- **Text block**:

How to Track Ad Performance

We’ve already dipped into Amazon ad reports—most notably in Step 5 of the campaign launch process, when we used the Search Term Report to find the highest-converting search terms. That’s the tip of the iceberg when it comes to Amazon metrics and reports. Below are a few additional ways to gain insights into your ads’ performance.

But first, a tip: Amazon’s performance tracking uses your account data. And your account data only goes back 60-90 days. We recommend putting these reports on schedule to download your data once a month as an .xlsx or .csv file, so you have a complete archive.

You can always download your data to Excel or Google Sheets to sort, filter, create pivot tables, and perform other data functions.

Performance dashboard

We’ll start with the first thing you see in your Campaign Manager: your performance dashboard. In your seller account, go to Advertising > Campaign Manager to see it.

You can customize your dashboard by adding or removing metrics from the graph (a max of two can be viewed at once) or changing the date range, and you can click on individual campaign names in the table to have those campaigns appear in the graph.

Here are some of the metrics you can track in your performance dashboard.

Metric
What It Is
Funnel Placement*
Daily Average for Amazon Sellers**
Impressions
Total number of times your ad was displayed. Impressions don’t necessarily mean your ad was seen, just that it appeared for a search term
Top
101,265
Clicks
Total number of times your ad was clicked
Top
382
CTR
Click-through rate—total clicks divided by total impressions
Top
0.41%
ACOS
Advertising cost of sales
Bottom
27.59%
Spend
Total dollar value of all clicks
Bottom
$268.21

*Top of funnel means farther from the point of purchase. Bottom of funnel means a metric is close to or at the point of purchase.

**Figures based on 2020 metrics from Ad Badger’s US user base of ~500 Amazon sellers

How to act on your performance dashboard metrics

Regularly—ideally on a daily basis—check your metrics to see how they’re performing in real time and in relation to past performance. If you start seeing a drop, consider where in the funnel it is. A top-of-funnel drop means your ads aren’t generating initial interest; maybe the issue has to do with keywords. A bottom-of-funnel drop might mean your product pages aren’t as enticing as they could be, your price is too high, or you need more social proof in the form of stronger reviews.

Advertising reports

You can generate reports by campaign by clicking on the Reports button on the left tab of Amazon Advertising. Because we recommend putting most of your budget behind sponsored product ads, the following are all sponsored product reports, although you’ll find overlapping or similar reports for brand and display ads.

- **Stated exercise 1**: Set down the passage of the ad-tracking article starting with "But first, a" and going on through "a complete archive.", word for word.
The listing has no connection to the ad-tracking article.

- **Raw data**:
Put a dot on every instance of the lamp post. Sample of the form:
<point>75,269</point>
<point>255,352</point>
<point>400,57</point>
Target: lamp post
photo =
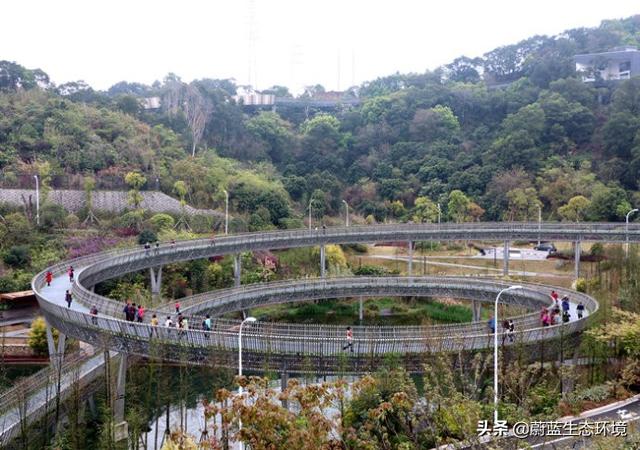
<point>539,222</point>
<point>347,207</point>
<point>626,228</point>
<point>248,319</point>
<point>226,211</point>
<point>37,199</point>
<point>495,352</point>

- **Stated exercise 2**: Extract every line of the listing above verbatim, omitting the pictures.

- **Correct output 1**:
But first, a tip: Amazon’s performance tracking uses your account data. And your account data only goes back 60-90 days. We recommend putting these reports on schedule to download your data once a month as an .xlsx or .csv file, so you have a complete archive.

- **Correct output 2**:
Put a dot on every instance of the lamp post. Sample of the form:
<point>75,269</point>
<point>255,352</point>
<point>400,57</point>
Target: lamp post
photo =
<point>539,222</point>
<point>347,207</point>
<point>626,228</point>
<point>248,319</point>
<point>226,211</point>
<point>37,199</point>
<point>495,352</point>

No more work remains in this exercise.